- Exercise brief -
Copy the material below line for line, leaving out the pictures.

(Dataset excerpt)
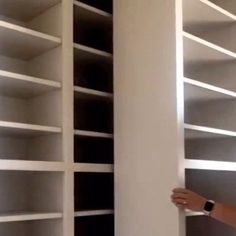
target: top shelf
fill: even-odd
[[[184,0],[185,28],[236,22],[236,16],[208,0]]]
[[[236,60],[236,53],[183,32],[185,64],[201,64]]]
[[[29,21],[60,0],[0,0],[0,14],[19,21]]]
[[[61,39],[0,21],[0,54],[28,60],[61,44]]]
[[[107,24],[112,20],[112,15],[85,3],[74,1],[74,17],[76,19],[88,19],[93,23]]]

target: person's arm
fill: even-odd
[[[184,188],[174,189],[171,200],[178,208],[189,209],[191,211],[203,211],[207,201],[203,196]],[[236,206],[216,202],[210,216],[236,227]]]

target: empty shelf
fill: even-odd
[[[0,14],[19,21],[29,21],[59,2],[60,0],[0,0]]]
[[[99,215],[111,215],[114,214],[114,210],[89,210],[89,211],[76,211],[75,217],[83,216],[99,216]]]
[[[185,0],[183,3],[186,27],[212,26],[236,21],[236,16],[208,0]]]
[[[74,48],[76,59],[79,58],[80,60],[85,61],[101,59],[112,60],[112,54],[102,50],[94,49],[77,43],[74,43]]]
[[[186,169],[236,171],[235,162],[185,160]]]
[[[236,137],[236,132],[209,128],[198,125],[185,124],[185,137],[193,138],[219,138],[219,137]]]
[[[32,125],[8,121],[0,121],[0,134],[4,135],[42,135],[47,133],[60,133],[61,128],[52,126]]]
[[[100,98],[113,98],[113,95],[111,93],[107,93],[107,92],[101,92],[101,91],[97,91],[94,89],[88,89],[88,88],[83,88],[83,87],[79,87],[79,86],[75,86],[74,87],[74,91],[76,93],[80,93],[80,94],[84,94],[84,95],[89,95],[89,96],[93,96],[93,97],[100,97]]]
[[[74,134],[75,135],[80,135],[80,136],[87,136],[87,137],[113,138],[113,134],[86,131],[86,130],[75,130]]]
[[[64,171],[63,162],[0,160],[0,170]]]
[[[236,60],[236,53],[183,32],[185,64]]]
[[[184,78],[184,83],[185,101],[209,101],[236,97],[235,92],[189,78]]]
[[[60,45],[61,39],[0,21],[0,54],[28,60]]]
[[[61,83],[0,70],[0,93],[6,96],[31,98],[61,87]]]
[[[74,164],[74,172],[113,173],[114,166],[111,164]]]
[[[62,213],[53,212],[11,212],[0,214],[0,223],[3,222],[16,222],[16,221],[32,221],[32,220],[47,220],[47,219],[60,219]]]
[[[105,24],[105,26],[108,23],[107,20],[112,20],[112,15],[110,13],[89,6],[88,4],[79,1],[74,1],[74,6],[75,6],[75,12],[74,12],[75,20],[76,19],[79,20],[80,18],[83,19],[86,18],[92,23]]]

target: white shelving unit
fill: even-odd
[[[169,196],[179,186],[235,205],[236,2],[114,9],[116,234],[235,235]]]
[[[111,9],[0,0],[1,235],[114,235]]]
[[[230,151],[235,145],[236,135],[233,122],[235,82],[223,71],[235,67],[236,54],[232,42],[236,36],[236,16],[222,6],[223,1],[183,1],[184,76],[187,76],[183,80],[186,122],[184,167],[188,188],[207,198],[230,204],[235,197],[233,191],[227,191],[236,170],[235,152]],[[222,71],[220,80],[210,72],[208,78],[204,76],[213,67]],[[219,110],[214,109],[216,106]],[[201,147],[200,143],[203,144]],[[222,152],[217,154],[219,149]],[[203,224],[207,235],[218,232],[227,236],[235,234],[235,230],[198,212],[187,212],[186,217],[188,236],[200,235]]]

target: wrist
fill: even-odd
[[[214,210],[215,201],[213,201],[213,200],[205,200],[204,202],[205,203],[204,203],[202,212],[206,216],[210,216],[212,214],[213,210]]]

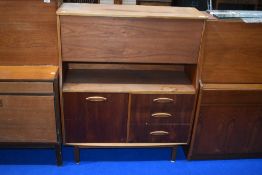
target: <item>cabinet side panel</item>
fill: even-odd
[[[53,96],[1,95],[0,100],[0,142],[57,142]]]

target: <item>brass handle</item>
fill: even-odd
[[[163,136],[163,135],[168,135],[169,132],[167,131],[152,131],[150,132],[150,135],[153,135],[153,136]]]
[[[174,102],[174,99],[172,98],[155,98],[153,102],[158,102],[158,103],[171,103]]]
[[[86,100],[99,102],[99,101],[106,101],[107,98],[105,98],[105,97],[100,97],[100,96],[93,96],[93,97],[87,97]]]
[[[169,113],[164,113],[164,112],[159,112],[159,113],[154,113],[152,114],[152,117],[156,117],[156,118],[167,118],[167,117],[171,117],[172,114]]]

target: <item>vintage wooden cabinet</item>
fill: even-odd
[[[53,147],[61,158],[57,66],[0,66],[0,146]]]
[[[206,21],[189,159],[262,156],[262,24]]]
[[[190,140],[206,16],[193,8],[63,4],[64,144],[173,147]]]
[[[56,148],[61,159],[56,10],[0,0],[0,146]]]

- Task solution -
target: top shelf
fill: even-odd
[[[184,0],[185,28],[236,22],[236,16],[208,0]]]
[[[236,60],[236,53],[183,32],[185,64],[201,64]]]
[[[29,21],[60,0],[0,0],[0,14],[19,21]]]
[[[61,39],[0,21],[0,54],[28,60],[61,44]]]
[[[107,24],[112,20],[112,15],[85,3],[74,1],[74,17],[76,19],[88,19],[93,23]]]

target: person's arm
fill: even-odd
[[[184,188],[174,189],[171,200],[178,208],[189,209],[191,211],[203,211],[207,201],[203,196]],[[236,206],[216,202],[210,216],[236,227]]]

target: empty shelf
fill: even-odd
[[[0,14],[19,21],[29,21],[59,2],[60,0],[0,0]]]
[[[99,215],[111,215],[114,214],[114,210],[89,210],[89,211],[76,211],[75,217],[83,216],[99,216]]]
[[[185,0],[183,3],[186,27],[212,26],[236,21],[236,16],[208,0]]]
[[[74,48],[76,59],[79,58],[80,60],[85,61],[101,59],[112,60],[112,54],[102,50],[94,49],[77,43],[74,43]]]
[[[186,169],[236,171],[235,162],[185,160]]]
[[[236,137],[236,132],[209,128],[198,125],[185,124],[185,137],[193,138],[219,138],[219,137]]]
[[[32,125],[8,121],[0,121],[0,134],[4,135],[42,135],[47,133],[60,133],[61,128],[52,126]]]
[[[100,98],[113,98],[113,95],[111,93],[107,93],[107,92],[101,92],[101,91],[97,91],[94,89],[88,89],[88,88],[83,88],[83,87],[79,87],[79,86],[75,86],[74,87],[74,91],[76,93],[80,93],[80,94],[84,94],[84,95],[89,95],[89,96],[93,96],[93,97],[100,97]]]
[[[74,134],[75,135],[80,135],[80,136],[87,136],[87,137],[113,138],[113,134],[86,131],[86,130],[75,130]]]
[[[64,171],[63,162],[0,160],[0,170]]]
[[[236,60],[236,53],[183,32],[185,64]]]
[[[184,78],[184,83],[185,101],[209,101],[236,97],[235,92],[189,78]]]
[[[60,45],[61,39],[0,21],[0,54],[28,60]]]
[[[61,83],[0,70],[0,93],[6,96],[31,98],[61,87]]]
[[[74,164],[74,172],[113,173],[114,166],[111,164]]]
[[[62,213],[53,212],[11,212],[0,214],[0,223],[3,222],[16,222],[16,221],[32,221],[32,220],[47,220],[47,219],[60,219]]]
[[[105,24],[105,26],[108,23],[107,20],[112,20],[112,15],[110,13],[89,6],[88,4],[79,1],[74,1],[74,6],[75,6],[75,12],[74,12],[75,20],[76,19],[79,20],[80,18],[83,19],[86,18],[92,23]]]

target: white shelving unit
fill: even-odd
[[[169,196],[179,186],[235,205],[236,2],[114,9],[116,234],[235,235]]]
[[[111,9],[0,0],[1,235],[114,235]]]
[[[230,151],[235,145],[236,135],[233,122],[235,82],[223,71],[235,67],[236,54],[232,42],[236,36],[236,16],[222,6],[223,1],[183,1],[184,76],[187,76],[183,80],[186,122],[184,167],[188,188],[207,198],[230,204],[235,197],[233,191],[227,191],[236,170],[235,152]],[[222,71],[220,80],[210,72],[208,78],[204,76],[213,67]],[[219,110],[214,109],[216,106]],[[201,147],[200,143],[203,144]],[[222,152],[217,154],[219,149]],[[203,224],[207,235],[218,232],[227,236],[235,234],[235,230],[198,212],[187,212],[186,217],[188,236],[200,235]]]

target: wrist
fill: even-odd
[[[214,210],[215,201],[213,201],[213,200],[205,200],[204,202],[205,203],[204,203],[202,212],[206,216],[210,216],[212,214],[213,210]]]

target: <item>cabinet side panel</item>
fill: even-odd
[[[53,96],[1,95],[0,100],[0,142],[57,142]]]

target: <item>brass handle</item>
fill: even-odd
[[[163,136],[163,135],[168,135],[169,132],[167,131],[152,131],[150,132],[150,135],[153,135],[153,136]]]
[[[174,102],[174,99],[172,98],[155,98],[153,102],[158,102],[158,103],[171,103]]]
[[[86,100],[99,102],[99,101],[106,101],[107,98],[105,98],[105,97],[100,97],[100,96],[93,96],[93,97],[87,97]]]
[[[169,113],[164,113],[164,112],[159,112],[159,113],[154,113],[152,114],[152,117],[156,117],[156,118],[167,118],[167,117],[171,117],[172,114]]]

target: <item>vintage wooden cabinet</item>
fill: even-odd
[[[53,147],[61,158],[57,66],[0,66],[0,146]]]
[[[206,21],[189,159],[262,156],[262,24]]]
[[[190,140],[206,16],[193,8],[63,4],[64,144],[173,147]]]
[[[56,148],[61,159],[56,10],[0,0],[0,146]]]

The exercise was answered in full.